## 対象の文章
□ □ □ □ □ □ □
中でも全編を通して、暗闇に浮かび上がる物体の描写がものすごく、例えば闇に舞う桜の花びらや、地下室に灯される何百という蝋燭の明かりが、目に煌々として、とても眩しく感じられるほどでした。
またその地下室に連れて行かれた男が、死神に、「ここから出たければ、俺の作ったゲームに参加しろ!」と言われる場面など、長男ルーカスのデスゲームに参加させられ、蝋燭の炎を消さずにケーキに移せと言われる、「実験場」のシーンそっくりで、大変な緊張感があり、最高にスリリングでした。
怪談話なら「稲川淳二」、小説なら「スティーブン・キング」、アニメなら「笑うセールスマン」が好きな方にオススメです。
以上、一番手は「太鼓持ち」が出てくるお話で、「今日は純米大吟醸会だそうですが、私はとりあえずビールな感じでご覧下さい」と謙遜されている演者さんが、素人の鍼灸師に針を刺されるという、何とも痛そうな話を演じたのち、二番手は完全に目の焦点の合っていない表情で、死体を探して歩くという「スタンドバイミー」も真っ青なギャグホラーもので、三番手は、古典文学から言葉を引用して笑いを取るという教養の高い作風で、ジュリア・ロバーツが演じてるじゃないかというような、ラブロマンスものでした。そして最後が、純度の高い怪談話で、「エルム街の悪夢」のフレディみたいな化物に苦しめられるという、アメリカン・ホラーのIMAX作品でした。
□ □ □ □ □ □ □
## 項目一覧
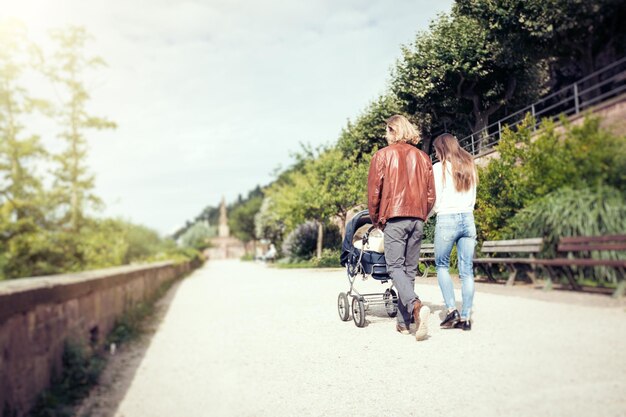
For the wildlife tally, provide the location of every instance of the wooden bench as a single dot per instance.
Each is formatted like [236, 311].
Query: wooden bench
[587, 252]
[427, 257]
[505, 253]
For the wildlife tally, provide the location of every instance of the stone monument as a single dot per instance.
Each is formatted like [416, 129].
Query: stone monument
[224, 246]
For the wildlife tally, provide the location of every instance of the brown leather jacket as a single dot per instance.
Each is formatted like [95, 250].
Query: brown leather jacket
[400, 184]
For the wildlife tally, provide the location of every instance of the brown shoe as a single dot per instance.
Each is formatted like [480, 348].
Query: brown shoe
[421, 314]
[401, 329]
[417, 305]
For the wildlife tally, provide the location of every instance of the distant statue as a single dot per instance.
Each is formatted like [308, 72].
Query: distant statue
[223, 229]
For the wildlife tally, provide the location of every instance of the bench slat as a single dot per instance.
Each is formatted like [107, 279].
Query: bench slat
[529, 241]
[527, 248]
[593, 239]
[503, 261]
[584, 247]
[615, 263]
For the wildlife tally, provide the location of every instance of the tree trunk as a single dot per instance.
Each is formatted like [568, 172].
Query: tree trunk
[479, 131]
[320, 237]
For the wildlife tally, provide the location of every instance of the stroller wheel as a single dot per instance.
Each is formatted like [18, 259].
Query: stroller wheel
[343, 306]
[358, 312]
[391, 302]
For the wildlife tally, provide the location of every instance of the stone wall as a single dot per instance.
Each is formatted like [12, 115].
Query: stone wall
[612, 114]
[38, 315]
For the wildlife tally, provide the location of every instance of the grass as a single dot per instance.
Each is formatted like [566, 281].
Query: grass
[83, 363]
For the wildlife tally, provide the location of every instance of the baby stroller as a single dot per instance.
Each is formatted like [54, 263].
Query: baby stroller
[362, 253]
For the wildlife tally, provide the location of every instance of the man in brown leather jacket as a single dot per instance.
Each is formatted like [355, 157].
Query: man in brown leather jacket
[401, 194]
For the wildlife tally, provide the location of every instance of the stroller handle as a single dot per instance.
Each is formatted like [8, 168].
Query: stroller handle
[367, 235]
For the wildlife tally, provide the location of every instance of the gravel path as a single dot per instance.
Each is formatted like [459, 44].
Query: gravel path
[241, 339]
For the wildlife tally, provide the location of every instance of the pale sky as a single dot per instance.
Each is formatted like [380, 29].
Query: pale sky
[212, 96]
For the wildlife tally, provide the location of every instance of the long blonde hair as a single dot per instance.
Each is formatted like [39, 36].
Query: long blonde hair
[461, 162]
[399, 129]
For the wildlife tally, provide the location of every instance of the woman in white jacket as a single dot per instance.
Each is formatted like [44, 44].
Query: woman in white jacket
[455, 183]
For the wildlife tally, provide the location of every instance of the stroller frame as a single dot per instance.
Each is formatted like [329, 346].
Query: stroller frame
[360, 303]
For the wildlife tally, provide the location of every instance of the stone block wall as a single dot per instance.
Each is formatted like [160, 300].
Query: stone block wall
[38, 315]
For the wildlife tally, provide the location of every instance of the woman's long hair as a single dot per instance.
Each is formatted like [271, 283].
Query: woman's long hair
[461, 162]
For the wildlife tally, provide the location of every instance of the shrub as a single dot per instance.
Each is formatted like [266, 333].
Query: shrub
[573, 212]
[329, 259]
[301, 243]
[577, 156]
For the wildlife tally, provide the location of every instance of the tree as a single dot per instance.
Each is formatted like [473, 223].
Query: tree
[73, 183]
[197, 236]
[581, 156]
[458, 77]
[367, 133]
[323, 188]
[343, 183]
[241, 219]
[577, 37]
[268, 224]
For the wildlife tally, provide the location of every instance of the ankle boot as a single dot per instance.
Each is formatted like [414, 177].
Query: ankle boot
[451, 319]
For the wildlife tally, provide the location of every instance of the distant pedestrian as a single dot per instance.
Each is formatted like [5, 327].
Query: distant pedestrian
[401, 193]
[455, 181]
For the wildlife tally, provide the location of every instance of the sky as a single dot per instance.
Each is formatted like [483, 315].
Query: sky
[211, 97]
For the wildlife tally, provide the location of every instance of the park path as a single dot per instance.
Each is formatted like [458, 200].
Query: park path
[242, 339]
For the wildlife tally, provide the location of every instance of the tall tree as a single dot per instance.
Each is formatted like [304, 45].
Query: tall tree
[19, 151]
[460, 78]
[576, 36]
[361, 136]
[73, 183]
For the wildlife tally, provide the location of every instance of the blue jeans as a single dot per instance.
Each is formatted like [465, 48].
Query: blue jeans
[460, 229]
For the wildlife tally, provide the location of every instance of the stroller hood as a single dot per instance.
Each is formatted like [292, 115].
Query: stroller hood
[353, 225]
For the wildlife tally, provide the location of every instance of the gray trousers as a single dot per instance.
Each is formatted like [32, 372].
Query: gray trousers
[403, 239]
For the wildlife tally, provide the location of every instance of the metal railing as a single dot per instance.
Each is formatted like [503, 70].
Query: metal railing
[600, 86]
□ □ □ □ □ □ □
## 依頼事項
- A) 演目の感想文について、次の問いに答えてください。
(i) 暗闇に浮かび上がる物体の例として挙げられている二つは何ですか。
(ii) 小説ならどの作家が好きな人に薦められていますか。
(iii) 最後の話では、どの作品の何に似た化物に苦しめられますか。
- B) 演目の感想文を、最後の文のあとから書き継いでください。

## 課題別の回答
- A)
(i) 闇に舞う桜の花びらと、地下室に灯される何百という蝋燭の明かりです。
(ii) スティーブン・キングです。
(iii) 「エルム街の悪夢」のフレディみたいな化物です。

- B)
今回の番組で特徴的だったのは、最初に出てきた「太鼓持ち」が、それぞれの方の作品全部に出てきて、「さっきの幇間、ここでまた登場だよ~」と、みなさんがアドリブでリレーを繋いで行くところで、メタ的で大変面白かったです。
全体を通しての感想は、ハリウッド大作ではない単館系映画を見ているような感じで、派手な演出のものに疲れている方にこそ、是非ともご覧いただきたい、上質なコメディー作品と言った感じでした。
どうもありがとうございました。